Task requirements: Edit the CLIP model code: write it out again starting with "def __call__(self, image: Image.Image, text: List[str])" and going on through "text_features = self.get_text_features(text_input)", changing every "image_input" to "pixel_values".

Provided passage:

Spaces:

TYH71
/

CLIP-Gradio-Demo

Runtime error

File size: 3,387 Bytes

"""CLIP model for zero-shot classification; running on CPU machine"""
from typing import Dict, List

import open_clip
import torch
from open_clip import tokenizer
from PIL import Image

from src.core.logger import logger

# modules
from src.core.singleton import SingletonMeta


class ClipModel(metaclass=SingletonMeta):
    """CLIP Model Class

    Args:
        metaclass (_type_, optional): _description_. Defaults to SingletonMeta.
    """

    def __init__(
        self,
        model_name: str = "ViT-B/32",
        pretrained: str = "laion2b_s34b_b79k",
        jit: bool = False,
    ):
        logger.debug("creating CLIP Model Object")
        self.config = {
            "model_name": model_name,
            "pretrained": pretrained,
            "precision": "bf16",
            "device": "cpu",
            "jit": jit,
            "cache_dir": "model_dir/",
        }
        self.model, self.preprocess = open_clip.create_model_from_pretrained(
            **self.config
        )
        self.model.eval()
        # Use lazy % formatting in logging functions
        logger.info(
            "%s %s initialized",
            self.config.get("model_name"),
            self.config.get("pretrained"),
        )

    def __call__(self, image: Image.Image, text: List[str]) -> Dict[str, float]:
        """inference pipeline for CLIP model"""
        with torch.inference_mode(), torch.cpu.amp.autocast():
            # compute image features
            image_input = self.preprocess_image(image)
            image_features = self.get_image_features(image_input)
            logger.info("image features computed")

            # compute text features
            text_input = self.preprocess_text(text)
            text_features = self.get_text_features(text_input)
            logger.info("text features computed")

            # zero-shot classification
            text_probs = self.matmul_and_softmax(image_features, text_features)
            logger.debug("text_probs: %s", text_probs)
            return dict(zip(text, text_probs))

    def preprocess_image(self, image: Image.Image) -> torch.Tensor:
        """function to preprocess the input image"""
        return self.preprocess(image).unsqueeze(0)

    @staticmethod
    def preprocess_text(text: List[str]) -> torch.Tensor:
        """function to preprocess the input text"""
        return tokenizer.tokenize(text)

    def get_image_features(self, image_input: torch.Tensor) -> torch.Tensor:
        """function to get the image features"""
        image_features = self.model.encode_image(image_input)
        image_features /= image_features.norm(
            dim=-1, keepdim=True
        )  # normalize vector prior
        return image_features

    def get_text_features(self, text_input: torch.Tensor) -> torch.Tensor:
        """function to get the text features"""
        text_features = self.model.encode_text(text_input)
        text_features /= text_features.norm(
            dim=-1, keepdim=True
        )  # normalize vector prior
        return text_features

    @staticmethod
    def matmul_and_softmax(
        image_features: torch.Tensor, text_features: torch.Tensor
    ) -> List[float]:
        """compute matmul and softmax"""
        return (
            (100.0 * image_features @ text_features.T)
            .softmax(dim=-1)
            .squeeze(0)
            .tolist()
        )

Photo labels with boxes
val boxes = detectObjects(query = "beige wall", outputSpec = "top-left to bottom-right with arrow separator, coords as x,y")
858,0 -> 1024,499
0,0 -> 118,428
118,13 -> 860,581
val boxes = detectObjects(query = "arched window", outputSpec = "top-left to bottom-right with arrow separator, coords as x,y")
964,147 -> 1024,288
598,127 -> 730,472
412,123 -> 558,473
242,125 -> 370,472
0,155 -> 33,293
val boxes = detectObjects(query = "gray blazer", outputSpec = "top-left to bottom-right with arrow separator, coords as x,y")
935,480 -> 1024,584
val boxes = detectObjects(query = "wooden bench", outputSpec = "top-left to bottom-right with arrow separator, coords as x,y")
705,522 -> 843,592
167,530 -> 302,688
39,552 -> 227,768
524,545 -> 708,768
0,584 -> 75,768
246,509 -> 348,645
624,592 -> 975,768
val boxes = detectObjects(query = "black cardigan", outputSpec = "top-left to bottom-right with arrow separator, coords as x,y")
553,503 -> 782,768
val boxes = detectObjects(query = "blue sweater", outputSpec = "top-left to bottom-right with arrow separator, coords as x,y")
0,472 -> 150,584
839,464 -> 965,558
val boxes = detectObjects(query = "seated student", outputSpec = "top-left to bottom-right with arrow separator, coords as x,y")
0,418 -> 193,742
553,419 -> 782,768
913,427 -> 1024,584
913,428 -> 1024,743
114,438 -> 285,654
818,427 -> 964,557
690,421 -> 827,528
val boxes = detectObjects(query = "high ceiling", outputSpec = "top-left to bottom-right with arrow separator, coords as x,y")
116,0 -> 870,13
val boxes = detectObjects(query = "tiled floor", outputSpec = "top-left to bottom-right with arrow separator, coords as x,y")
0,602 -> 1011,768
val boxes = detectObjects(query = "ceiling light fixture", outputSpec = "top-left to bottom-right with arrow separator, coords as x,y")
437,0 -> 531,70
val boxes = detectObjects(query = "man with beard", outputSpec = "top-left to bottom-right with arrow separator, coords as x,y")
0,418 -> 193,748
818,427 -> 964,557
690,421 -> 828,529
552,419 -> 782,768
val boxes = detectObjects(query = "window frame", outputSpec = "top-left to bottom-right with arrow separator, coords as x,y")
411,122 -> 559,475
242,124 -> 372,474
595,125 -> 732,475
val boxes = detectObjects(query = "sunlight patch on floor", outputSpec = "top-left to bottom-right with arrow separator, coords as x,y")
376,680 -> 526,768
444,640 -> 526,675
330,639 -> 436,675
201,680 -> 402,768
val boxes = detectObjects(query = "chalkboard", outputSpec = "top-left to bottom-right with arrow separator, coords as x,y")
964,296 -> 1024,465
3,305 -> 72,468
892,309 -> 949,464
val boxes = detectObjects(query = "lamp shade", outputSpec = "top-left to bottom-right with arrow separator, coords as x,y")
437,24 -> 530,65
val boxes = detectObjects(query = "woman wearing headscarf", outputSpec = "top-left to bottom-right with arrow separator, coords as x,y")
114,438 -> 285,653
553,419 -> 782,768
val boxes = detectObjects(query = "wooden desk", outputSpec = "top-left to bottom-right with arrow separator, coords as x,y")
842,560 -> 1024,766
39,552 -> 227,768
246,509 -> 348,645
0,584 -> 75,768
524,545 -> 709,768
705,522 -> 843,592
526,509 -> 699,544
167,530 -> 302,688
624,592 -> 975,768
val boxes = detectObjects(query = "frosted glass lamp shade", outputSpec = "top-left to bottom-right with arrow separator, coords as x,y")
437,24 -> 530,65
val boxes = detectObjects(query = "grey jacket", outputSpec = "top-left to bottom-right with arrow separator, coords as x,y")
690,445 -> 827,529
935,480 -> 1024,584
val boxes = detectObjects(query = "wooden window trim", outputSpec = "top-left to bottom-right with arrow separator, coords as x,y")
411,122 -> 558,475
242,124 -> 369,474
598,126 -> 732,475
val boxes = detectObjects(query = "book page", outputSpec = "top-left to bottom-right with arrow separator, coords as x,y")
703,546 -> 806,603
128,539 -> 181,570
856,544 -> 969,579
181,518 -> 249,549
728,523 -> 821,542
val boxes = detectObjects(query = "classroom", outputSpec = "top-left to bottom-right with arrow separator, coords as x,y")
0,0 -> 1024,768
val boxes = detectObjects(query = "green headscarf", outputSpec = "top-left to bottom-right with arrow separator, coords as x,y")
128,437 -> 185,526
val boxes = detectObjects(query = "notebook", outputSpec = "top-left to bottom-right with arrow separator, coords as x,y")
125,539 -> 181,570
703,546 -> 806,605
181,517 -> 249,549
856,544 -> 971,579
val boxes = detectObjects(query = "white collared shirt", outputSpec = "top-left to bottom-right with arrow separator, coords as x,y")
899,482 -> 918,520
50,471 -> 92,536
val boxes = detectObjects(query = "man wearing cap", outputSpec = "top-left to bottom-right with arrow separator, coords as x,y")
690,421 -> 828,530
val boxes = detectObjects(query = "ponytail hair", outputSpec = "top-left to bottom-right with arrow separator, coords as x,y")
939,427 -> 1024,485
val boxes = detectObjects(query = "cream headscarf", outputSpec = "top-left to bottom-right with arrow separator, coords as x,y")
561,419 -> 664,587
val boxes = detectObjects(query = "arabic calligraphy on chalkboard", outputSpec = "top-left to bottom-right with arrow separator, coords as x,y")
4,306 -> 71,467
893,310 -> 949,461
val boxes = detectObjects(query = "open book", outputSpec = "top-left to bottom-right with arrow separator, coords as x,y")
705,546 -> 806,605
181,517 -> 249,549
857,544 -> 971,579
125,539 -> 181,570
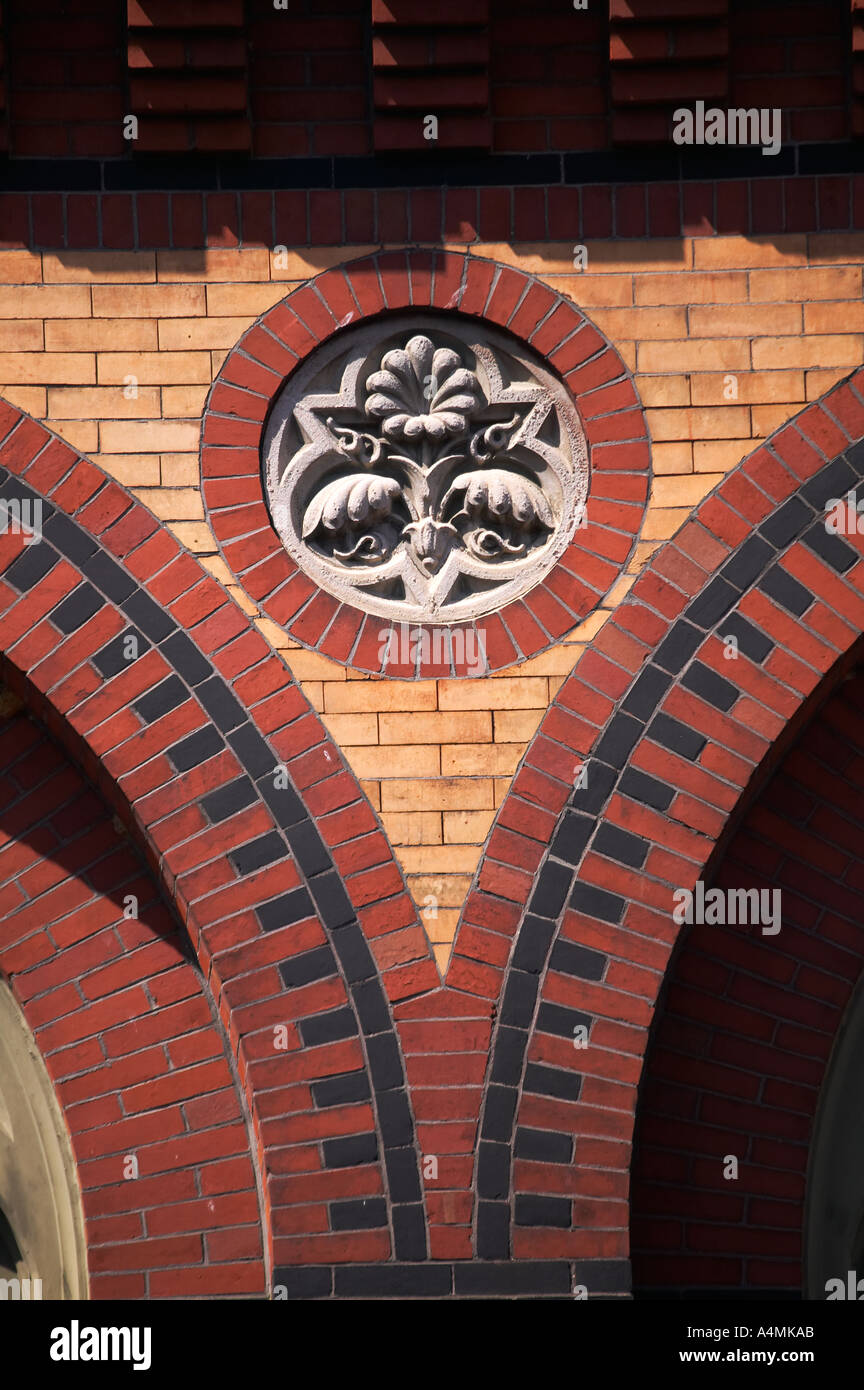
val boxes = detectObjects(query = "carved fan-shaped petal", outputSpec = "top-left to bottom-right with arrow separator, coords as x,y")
303,473 -> 400,538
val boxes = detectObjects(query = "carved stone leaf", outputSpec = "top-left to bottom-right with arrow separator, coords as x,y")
265,313 -> 589,623
303,473 -> 400,539
447,468 -> 554,530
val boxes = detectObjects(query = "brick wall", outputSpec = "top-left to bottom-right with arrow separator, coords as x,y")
0,692 -> 264,1298
632,671 -> 864,1291
0,234 -> 864,967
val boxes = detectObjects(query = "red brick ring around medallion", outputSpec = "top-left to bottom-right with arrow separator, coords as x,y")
201,250 -> 650,680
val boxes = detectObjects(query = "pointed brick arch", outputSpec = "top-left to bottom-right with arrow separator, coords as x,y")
0,712 -> 265,1298
463,373 -> 864,1290
631,667 -> 864,1297
0,404 -> 438,1289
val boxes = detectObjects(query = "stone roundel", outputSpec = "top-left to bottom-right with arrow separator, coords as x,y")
201,252 -> 650,680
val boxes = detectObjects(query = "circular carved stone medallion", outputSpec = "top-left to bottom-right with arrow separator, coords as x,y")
263,314 -> 589,624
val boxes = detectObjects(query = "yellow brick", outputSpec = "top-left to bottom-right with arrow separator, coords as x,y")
438,676 -> 549,709
44,318 -> 158,352
804,367 -> 849,400
201,556 -> 239,596
92,285 -> 207,318
432,931 -> 456,980
0,352 -> 96,385
690,304 -> 801,338
99,453 -> 165,488
158,314 -> 256,352
300,681 -> 324,714
636,373 -> 690,406
286,646 -> 348,681
322,717 -> 378,748
586,236 -> 693,275
440,744 -> 525,777
0,386 -> 47,420
163,385 -> 210,420
156,246 -> 269,282
651,439 -> 693,475
168,521 -> 215,555
636,338 -> 750,373
42,252 -> 156,285
495,772 -> 516,809
651,473 -> 722,507
493,702 -> 546,744
475,238 -> 593,278
160,453 -> 199,488
49,386 -> 161,420
3,318 -> 43,352
693,439 -> 753,473
325,681 -> 444,714
750,265 -> 861,300
360,783 -> 381,810
51,420 -> 99,453
378,710 -> 492,744
96,352 -> 210,386
645,406 -> 750,439
592,309 -> 688,341
381,777 -> 492,811
138,488 -> 204,521
0,250 -> 42,285
753,336 -> 864,368
633,267 -> 747,304
693,234 -> 807,270
207,282 -> 288,316
0,285 -> 90,318
100,420 -> 200,450
807,232 -> 864,263
542,272 -> 633,309
269,246 -> 376,281
753,400 -> 804,439
419,908 -> 460,956
642,507 -> 690,541
407,873 -> 471,922
628,541 -> 663,573
400,839 -> 479,876
350,744 -> 440,783
381,810 -> 442,845
443,808 -> 495,845
804,300 -> 864,334
690,371 -> 804,406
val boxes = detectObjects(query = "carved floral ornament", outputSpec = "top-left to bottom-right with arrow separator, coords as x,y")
264,316 -> 588,624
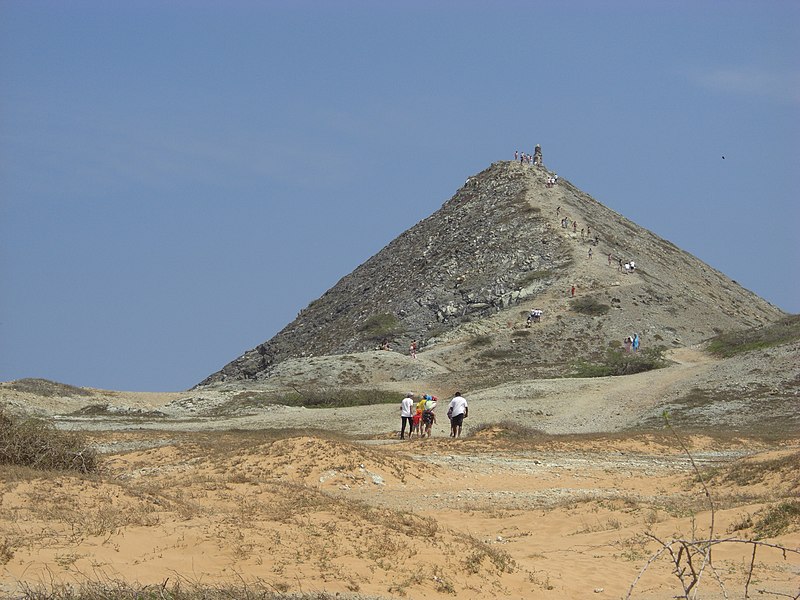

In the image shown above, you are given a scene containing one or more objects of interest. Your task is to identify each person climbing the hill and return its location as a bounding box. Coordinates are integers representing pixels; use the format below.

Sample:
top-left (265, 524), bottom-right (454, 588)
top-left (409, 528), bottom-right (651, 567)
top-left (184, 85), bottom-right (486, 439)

top-left (447, 392), bottom-right (469, 437)
top-left (400, 392), bottom-right (414, 440)
top-left (408, 408), bottom-right (422, 437)
top-left (419, 402), bottom-right (436, 437)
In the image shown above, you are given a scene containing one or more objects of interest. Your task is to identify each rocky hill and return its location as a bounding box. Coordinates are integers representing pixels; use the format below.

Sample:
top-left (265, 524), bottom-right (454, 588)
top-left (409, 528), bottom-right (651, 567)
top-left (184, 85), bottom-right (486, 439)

top-left (199, 161), bottom-right (784, 387)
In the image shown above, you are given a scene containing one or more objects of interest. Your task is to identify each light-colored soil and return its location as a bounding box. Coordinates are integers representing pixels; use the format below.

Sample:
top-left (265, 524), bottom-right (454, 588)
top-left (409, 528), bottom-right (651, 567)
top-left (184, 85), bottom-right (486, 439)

top-left (0, 336), bottom-right (800, 599)
top-left (0, 430), bottom-right (800, 599)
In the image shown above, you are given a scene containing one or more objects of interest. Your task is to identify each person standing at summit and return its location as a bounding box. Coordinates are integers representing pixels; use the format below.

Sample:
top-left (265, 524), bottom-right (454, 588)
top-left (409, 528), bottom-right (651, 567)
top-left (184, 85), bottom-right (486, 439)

top-left (447, 392), bottom-right (469, 437)
top-left (400, 393), bottom-right (414, 440)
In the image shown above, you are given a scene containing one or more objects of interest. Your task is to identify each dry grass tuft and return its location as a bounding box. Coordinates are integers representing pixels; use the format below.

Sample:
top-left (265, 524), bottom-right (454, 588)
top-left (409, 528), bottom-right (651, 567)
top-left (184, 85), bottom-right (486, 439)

top-left (0, 409), bottom-right (98, 473)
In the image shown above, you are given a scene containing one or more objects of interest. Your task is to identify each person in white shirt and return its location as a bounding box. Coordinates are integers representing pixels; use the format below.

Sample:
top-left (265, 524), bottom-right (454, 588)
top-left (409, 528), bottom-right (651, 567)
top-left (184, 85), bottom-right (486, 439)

top-left (400, 392), bottom-right (414, 440)
top-left (447, 392), bottom-right (469, 437)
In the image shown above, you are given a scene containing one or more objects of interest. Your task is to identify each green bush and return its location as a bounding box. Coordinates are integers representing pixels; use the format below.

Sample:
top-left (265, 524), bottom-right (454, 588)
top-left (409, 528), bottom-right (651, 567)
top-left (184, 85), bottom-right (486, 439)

top-left (517, 269), bottom-right (553, 287)
top-left (706, 315), bottom-right (800, 358)
top-left (570, 296), bottom-right (611, 317)
top-left (0, 409), bottom-right (98, 473)
top-left (571, 346), bottom-right (667, 377)
top-left (753, 500), bottom-right (800, 538)
top-left (274, 388), bottom-right (403, 408)
top-left (361, 313), bottom-right (402, 339)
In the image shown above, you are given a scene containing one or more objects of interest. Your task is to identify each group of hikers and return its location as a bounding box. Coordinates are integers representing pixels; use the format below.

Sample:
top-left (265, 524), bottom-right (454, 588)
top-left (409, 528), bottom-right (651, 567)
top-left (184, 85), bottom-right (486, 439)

top-left (400, 392), bottom-right (469, 440)
top-left (623, 333), bottom-right (639, 352)
top-left (514, 144), bottom-right (542, 167)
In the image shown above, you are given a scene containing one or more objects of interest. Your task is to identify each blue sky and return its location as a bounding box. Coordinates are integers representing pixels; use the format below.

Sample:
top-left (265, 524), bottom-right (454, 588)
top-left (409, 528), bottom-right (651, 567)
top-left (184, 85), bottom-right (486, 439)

top-left (0, 0), bottom-right (800, 391)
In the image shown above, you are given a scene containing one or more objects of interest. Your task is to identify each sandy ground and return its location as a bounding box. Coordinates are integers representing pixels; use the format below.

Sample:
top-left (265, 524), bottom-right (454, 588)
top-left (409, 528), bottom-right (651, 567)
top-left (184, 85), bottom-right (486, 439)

top-left (0, 348), bottom-right (800, 600)
top-left (0, 429), bottom-right (800, 599)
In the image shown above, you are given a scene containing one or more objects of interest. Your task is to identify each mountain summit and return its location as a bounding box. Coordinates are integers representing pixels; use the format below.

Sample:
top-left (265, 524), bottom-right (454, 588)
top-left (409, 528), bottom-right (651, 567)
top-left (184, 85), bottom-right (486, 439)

top-left (199, 161), bottom-right (784, 386)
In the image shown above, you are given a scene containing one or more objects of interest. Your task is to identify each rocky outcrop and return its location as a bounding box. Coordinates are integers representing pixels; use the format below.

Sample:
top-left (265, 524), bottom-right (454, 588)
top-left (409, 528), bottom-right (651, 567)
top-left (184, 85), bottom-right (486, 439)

top-left (199, 162), bottom-right (783, 386)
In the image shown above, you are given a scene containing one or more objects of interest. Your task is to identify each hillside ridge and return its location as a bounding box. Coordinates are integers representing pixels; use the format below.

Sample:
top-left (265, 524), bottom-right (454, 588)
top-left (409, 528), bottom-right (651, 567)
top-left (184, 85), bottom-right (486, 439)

top-left (198, 161), bottom-right (784, 387)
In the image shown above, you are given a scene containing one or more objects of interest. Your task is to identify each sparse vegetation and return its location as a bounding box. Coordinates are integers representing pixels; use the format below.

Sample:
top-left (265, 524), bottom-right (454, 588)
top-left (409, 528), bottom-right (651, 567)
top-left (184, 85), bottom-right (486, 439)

top-left (15, 578), bottom-right (359, 600)
top-left (570, 346), bottom-right (667, 377)
top-left (0, 410), bottom-right (98, 473)
top-left (570, 296), bottom-right (611, 317)
top-left (517, 269), bottom-right (553, 288)
top-left (706, 315), bottom-right (800, 358)
top-left (8, 379), bottom-right (93, 398)
top-left (753, 500), bottom-right (800, 538)
top-left (274, 387), bottom-right (403, 408)
top-left (467, 335), bottom-right (494, 348)
top-left (361, 313), bottom-right (402, 340)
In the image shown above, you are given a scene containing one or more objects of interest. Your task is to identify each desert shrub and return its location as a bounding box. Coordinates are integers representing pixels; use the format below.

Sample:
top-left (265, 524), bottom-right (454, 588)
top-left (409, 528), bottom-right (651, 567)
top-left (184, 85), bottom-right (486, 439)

top-left (706, 315), bottom-right (800, 358)
top-left (517, 269), bottom-right (553, 287)
top-left (467, 335), bottom-right (492, 348)
top-left (481, 348), bottom-right (519, 360)
top-left (15, 578), bottom-right (350, 600)
top-left (467, 421), bottom-right (547, 441)
top-left (570, 296), bottom-right (611, 317)
top-left (0, 410), bottom-right (98, 473)
top-left (274, 388), bottom-right (403, 408)
top-left (753, 500), bottom-right (800, 538)
top-left (9, 378), bottom-right (92, 397)
top-left (571, 346), bottom-right (667, 377)
top-left (361, 313), bottom-right (402, 339)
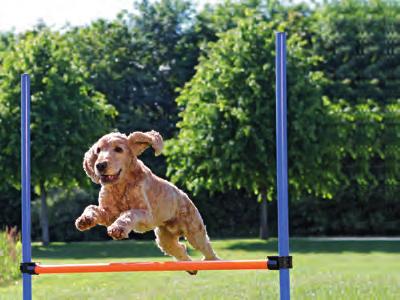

Solution for this task:
def __call__(self, image: Image.Image, text: List[str]) -> Dict[str, float]:
        """inference pipeline for CLIP model"""
        with torch.inference_mode(), torch.cpu.amp.autocast():
            # compute image features
            pixel_values = self.preprocess_image(image)
            image_features = self.get_image_features(pixel_values)
            logger.info("image features computed")

            # compute text features
            text_input = self.preprocess_text(text)
            text_features = self.get_text_features(text_input)